Exercise: Can you copy out every one of the entries below word for word, leaving the pictures out of your answer?

Input material:
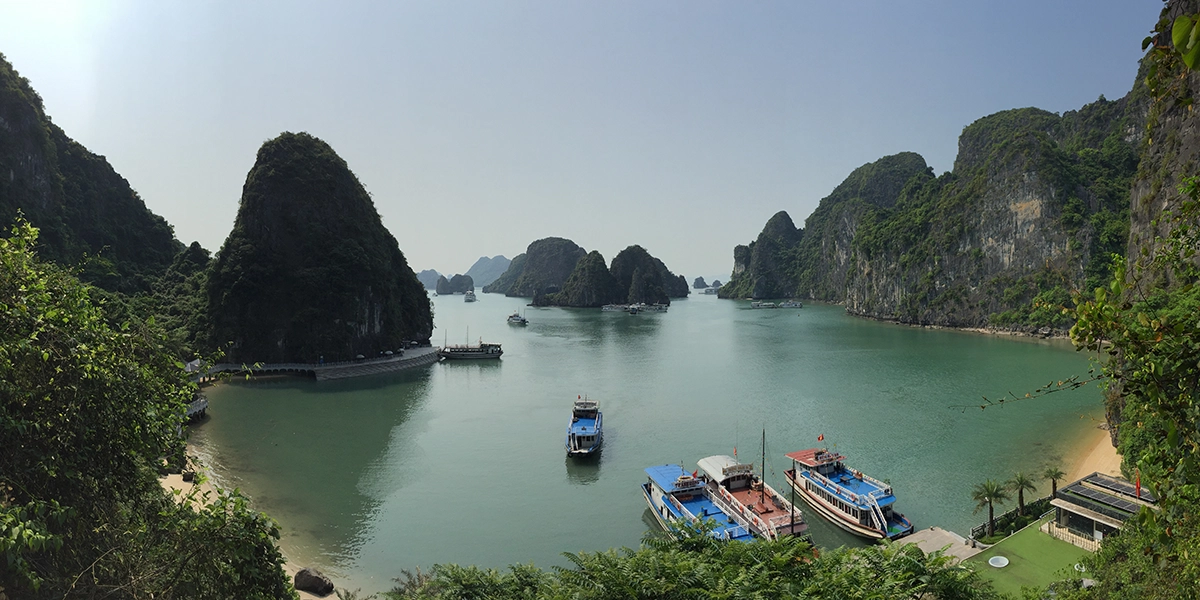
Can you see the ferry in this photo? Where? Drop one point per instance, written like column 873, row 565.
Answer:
column 739, row 503
column 585, row 432
column 852, row 501
column 480, row 351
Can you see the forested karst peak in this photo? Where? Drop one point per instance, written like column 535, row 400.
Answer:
column 309, row 270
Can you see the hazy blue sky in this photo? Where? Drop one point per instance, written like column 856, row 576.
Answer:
column 481, row 126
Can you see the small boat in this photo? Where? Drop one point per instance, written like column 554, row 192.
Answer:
column 585, row 432
column 852, row 501
column 480, row 351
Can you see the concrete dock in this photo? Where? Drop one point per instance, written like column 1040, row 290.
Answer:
column 935, row 538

Answer to this task:
Can you see the ferry in this photo? Where? Drop one point per instance, written like column 873, row 565.
Answer:
column 739, row 503
column 585, row 432
column 852, row 501
column 480, row 351
Can you see the forested karst peak in this photo? Where? Drop one point per instance, written like column 535, row 400.
Answer:
column 309, row 270
Can you see the hazy blue sky in this photo? Where? Drop one point per instance, written like column 856, row 576.
Answer:
column 481, row 126
Can you see the small boat in this photo? Where? Drop one point per instance, written like column 554, row 192.
Answer:
column 585, row 432
column 852, row 501
column 480, row 351
Can you see the concrete dock in this photo? Where? Drop one point per instance, written like column 1040, row 290.
Answer:
column 935, row 538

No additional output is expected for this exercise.